How to complete this task
Go through the lines below and retype each one exactly.

Supplied material
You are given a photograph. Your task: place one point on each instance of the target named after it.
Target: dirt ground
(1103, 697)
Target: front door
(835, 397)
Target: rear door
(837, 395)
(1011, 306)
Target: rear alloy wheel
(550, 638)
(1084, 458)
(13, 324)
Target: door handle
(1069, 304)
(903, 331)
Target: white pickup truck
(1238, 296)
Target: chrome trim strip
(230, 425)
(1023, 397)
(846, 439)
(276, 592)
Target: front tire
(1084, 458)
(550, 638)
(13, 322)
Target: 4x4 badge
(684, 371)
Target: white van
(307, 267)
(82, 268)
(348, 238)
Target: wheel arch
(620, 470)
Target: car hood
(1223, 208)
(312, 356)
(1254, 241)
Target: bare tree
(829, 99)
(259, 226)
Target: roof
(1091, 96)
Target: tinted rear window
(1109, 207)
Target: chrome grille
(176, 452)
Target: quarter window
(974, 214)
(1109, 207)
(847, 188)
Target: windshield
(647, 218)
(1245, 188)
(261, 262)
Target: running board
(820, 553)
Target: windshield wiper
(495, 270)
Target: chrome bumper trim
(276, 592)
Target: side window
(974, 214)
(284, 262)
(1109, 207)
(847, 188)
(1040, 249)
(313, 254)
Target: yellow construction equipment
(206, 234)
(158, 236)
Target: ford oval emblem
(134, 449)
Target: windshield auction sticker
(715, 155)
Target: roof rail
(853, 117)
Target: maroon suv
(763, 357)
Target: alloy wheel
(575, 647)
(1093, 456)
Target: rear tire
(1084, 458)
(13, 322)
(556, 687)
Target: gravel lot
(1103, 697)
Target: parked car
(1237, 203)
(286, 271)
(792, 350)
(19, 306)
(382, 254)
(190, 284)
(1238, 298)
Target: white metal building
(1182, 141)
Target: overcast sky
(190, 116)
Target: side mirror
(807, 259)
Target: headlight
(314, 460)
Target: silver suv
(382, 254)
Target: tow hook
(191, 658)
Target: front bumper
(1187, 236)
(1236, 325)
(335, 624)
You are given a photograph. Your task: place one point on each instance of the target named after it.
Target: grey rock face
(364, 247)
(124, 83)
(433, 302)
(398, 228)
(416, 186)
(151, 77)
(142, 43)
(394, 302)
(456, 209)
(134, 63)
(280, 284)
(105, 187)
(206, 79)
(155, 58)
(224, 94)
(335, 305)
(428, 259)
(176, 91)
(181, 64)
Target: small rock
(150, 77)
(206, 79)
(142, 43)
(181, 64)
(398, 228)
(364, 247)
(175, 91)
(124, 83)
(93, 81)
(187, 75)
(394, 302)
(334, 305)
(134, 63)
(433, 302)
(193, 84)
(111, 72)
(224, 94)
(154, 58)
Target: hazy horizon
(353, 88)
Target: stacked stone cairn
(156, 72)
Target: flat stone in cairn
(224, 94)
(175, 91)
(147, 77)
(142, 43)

Response to the task
You are given a photograph. Your task: place one point on each instance of the target named after it.
Target: dirt ground
(1103, 697)
Target: front door
(835, 397)
Target: rear door
(837, 395)
(1011, 306)
Target: rear alloy wheel
(550, 638)
(1084, 458)
(13, 324)
Target: door handle
(1069, 304)
(903, 331)
Target: white pickup truck
(1238, 296)
Target: chrome trim strip
(230, 425)
(1023, 397)
(846, 439)
(276, 592)
Target: front tire
(1084, 458)
(550, 638)
(13, 322)
Target: 4x4 badge
(684, 371)
Target: white van
(307, 267)
(82, 268)
(348, 238)
Target: wheel arch
(620, 470)
Target: car hood
(1223, 208)
(312, 356)
(1254, 241)
Target: bare tree
(829, 99)
(259, 226)
Target: roof
(1091, 96)
Target: tinted rear window
(1109, 207)
Target: chrome grille
(176, 452)
Target: quarter window
(974, 214)
(1109, 207)
(847, 188)
Target: windshield
(647, 218)
(1245, 188)
(261, 262)
Target: running board
(820, 553)
Target: windshield wiper
(495, 270)
Target: chrome bumper trim
(276, 592)
Target: side window
(974, 214)
(284, 262)
(1109, 207)
(847, 188)
(1040, 249)
(313, 254)
Target: yellow construction equipment
(206, 234)
(158, 236)
Target: ford oval emblem
(134, 449)
Target: windshield auction sticker
(715, 155)
Target: roof rail
(853, 117)
Target: maroon suv
(763, 357)
Target: alloy wheel
(575, 647)
(1093, 456)
Target: rear tire
(1084, 458)
(13, 322)
(556, 687)
Target: gravel lot
(1103, 697)
Target: parked car
(1237, 203)
(286, 271)
(792, 350)
(19, 306)
(382, 254)
(190, 284)
(1238, 298)
Target: white metal building
(1182, 141)
Target: overcast sky
(190, 116)
Target: side mirror
(807, 259)
Target: headlight
(314, 460)
Target: silver suv
(382, 254)
Target: tow hook
(191, 658)
Target: front bumper
(1187, 236)
(1236, 325)
(335, 624)
You are given a photograph. Your task: place one point on each instance of the target named after it.
Target: grey rock face
(364, 247)
(124, 83)
(433, 302)
(398, 228)
(416, 186)
(151, 77)
(142, 43)
(394, 302)
(456, 209)
(134, 63)
(280, 284)
(105, 187)
(206, 79)
(155, 58)
(224, 94)
(335, 305)
(428, 259)
(176, 91)
(181, 64)
Target: small rock
(150, 77)
(206, 79)
(142, 43)
(181, 64)
(398, 228)
(364, 247)
(175, 91)
(124, 83)
(93, 81)
(187, 75)
(394, 302)
(334, 305)
(134, 63)
(433, 302)
(193, 84)
(111, 72)
(224, 94)
(154, 58)
Target: hazy horizon
(353, 88)
Target: stacked stone cairn
(156, 72)
Target: flat stone in cairn
(224, 94)
(175, 91)
(147, 77)
(142, 43)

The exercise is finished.